Nie powiedział jednak ani słowa o swej wizji, jaką miał w roku 1916 na temat mojej drogi życiowej. Ci drodzy bracia, mający cudowne doświadczenia z Bogiem, ale pozostający w swojej wspólnocie modlitewnej, nie dzielili się tak szybko swymi wizjami z innymi ludźmi, lecz czekali cierpliwie, aż dany człowiek sam coś takiego od Boga otrzyma. Przyjmowali te objawienia pokornie jako odpowiedź Bożą na żarliwą modlitwę — objawienia, których spełnienie miało nastąpić w przyszłości.

☆ ☆ ☆ ☆ ☆ ☆ ☆

*Polecenie*. Przepisz w formie krótkiej listy akapit fragmentu strony zaczynający się od słów „Nie powiedział jednak ani słowa” i zachowaj jego główne fakty.

☆ ☆ ☆ ☆ ☆ ☆ ☆

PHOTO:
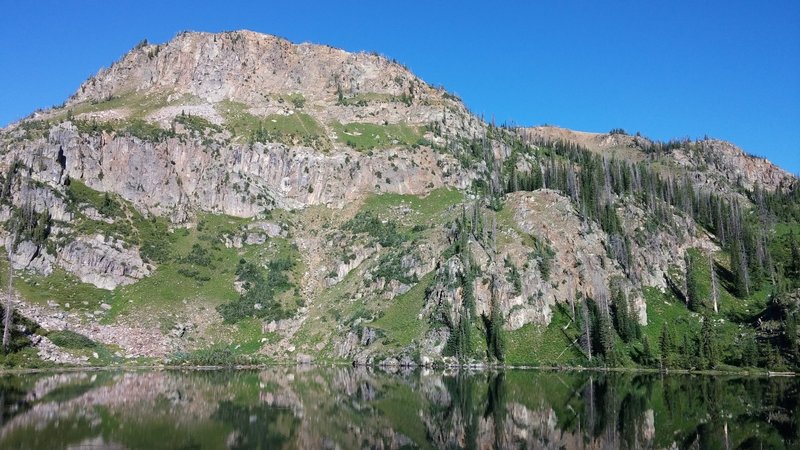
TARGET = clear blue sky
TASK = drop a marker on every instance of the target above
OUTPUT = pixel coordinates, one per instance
(729, 69)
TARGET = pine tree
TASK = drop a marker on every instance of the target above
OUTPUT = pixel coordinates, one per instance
(606, 337)
(714, 283)
(693, 296)
(587, 329)
(647, 353)
(666, 346)
(708, 345)
(793, 267)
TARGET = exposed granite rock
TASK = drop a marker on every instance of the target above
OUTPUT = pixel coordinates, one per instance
(103, 262)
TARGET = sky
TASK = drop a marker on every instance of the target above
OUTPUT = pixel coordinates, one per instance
(727, 69)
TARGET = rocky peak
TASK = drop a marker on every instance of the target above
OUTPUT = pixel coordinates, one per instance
(248, 67)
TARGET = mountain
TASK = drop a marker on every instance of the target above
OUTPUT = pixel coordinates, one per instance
(236, 197)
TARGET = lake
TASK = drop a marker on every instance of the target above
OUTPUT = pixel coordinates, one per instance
(343, 408)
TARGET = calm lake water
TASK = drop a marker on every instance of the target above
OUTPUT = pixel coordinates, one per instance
(343, 408)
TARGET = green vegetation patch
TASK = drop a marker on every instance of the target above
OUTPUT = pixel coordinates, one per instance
(399, 321)
(368, 136)
(292, 129)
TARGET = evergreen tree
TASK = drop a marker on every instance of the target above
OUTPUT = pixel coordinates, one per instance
(793, 267)
(666, 346)
(647, 353)
(707, 349)
(606, 338)
(693, 295)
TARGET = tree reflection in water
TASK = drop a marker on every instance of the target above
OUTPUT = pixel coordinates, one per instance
(362, 408)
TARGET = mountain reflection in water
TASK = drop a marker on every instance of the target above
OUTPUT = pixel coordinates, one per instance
(347, 408)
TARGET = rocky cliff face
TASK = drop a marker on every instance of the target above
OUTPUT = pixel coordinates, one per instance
(345, 174)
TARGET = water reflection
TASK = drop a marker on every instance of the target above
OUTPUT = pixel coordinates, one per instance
(361, 408)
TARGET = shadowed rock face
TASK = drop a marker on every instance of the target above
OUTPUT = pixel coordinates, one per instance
(353, 408)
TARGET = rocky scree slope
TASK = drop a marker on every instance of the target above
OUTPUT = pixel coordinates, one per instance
(236, 193)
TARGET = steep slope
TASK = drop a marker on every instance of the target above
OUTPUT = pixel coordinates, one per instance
(236, 197)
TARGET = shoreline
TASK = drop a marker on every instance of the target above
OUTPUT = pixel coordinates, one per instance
(442, 368)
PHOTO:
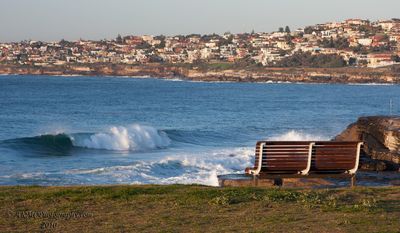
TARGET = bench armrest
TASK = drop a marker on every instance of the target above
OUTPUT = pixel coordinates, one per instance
(354, 170)
(305, 171)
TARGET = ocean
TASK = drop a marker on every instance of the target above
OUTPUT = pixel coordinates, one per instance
(116, 130)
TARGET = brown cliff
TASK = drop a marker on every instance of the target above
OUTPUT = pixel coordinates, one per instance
(381, 137)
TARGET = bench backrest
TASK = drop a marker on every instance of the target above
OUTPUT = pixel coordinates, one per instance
(335, 156)
(290, 157)
(305, 156)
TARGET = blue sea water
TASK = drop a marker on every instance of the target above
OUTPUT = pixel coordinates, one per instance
(113, 130)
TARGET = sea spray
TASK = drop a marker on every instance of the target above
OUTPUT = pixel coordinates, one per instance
(198, 167)
(134, 138)
(294, 135)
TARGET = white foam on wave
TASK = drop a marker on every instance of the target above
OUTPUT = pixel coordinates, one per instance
(194, 168)
(134, 138)
(294, 135)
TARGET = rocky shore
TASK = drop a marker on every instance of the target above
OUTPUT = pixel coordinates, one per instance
(217, 73)
(381, 137)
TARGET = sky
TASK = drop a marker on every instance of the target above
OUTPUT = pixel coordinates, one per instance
(53, 20)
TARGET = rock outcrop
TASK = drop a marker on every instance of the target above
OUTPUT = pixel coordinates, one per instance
(381, 137)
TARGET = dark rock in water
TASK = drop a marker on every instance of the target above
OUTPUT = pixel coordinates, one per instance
(381, 137)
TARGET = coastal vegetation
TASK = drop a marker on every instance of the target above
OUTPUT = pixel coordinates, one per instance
(180, 208)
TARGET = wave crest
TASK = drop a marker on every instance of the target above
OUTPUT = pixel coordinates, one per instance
(134, 138)
(294, 135)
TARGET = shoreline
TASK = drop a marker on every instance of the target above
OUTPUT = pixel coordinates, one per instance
(349, 75)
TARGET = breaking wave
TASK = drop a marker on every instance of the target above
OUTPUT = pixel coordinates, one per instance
(294, 135)
(118, 138)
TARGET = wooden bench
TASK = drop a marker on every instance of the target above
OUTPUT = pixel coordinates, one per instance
(305, 159)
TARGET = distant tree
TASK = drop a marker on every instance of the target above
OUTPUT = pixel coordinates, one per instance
(352, 61)
(308, 30)
(396, 58)
(119, 39)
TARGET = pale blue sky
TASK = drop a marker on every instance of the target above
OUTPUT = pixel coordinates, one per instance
(97, 19)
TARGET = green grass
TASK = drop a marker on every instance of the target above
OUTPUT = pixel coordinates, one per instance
(191, 208)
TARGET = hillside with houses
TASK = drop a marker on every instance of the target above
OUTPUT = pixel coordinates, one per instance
(351, 43)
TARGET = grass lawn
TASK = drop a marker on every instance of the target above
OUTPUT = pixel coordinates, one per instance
(183, 208)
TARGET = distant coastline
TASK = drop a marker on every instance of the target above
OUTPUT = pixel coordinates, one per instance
(213, 73)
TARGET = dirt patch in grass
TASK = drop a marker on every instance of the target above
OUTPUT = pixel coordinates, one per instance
(180, 208)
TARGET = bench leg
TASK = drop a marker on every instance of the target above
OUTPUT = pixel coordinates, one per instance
(255, 181)
(353, 181)
(278, 182)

☆ ☆ ☆ ☆ ☆ ☆ ☆

*Pełna odpowiedź*.
- Nie wspomniał ani słowem o swojej wizji z 1916 roku dotyczącej mojej drogi życiowej.
- Bracia mieli cudowne doświadczenia z Bogiem, ale pozostawali w swojej wspólnocie modlitewnej i nie dzielili się szybko wizjami z innymi ludźmi.
- Czekali cierpliwie, aż dany człowiek sam otrzyma coś takiego od Boga.
- Pokornie przyjmowali te objawienia jako Bożą odpowiedź na żarliwą modlitwę, a ich spełnienie miało nastąpić w przyszłości.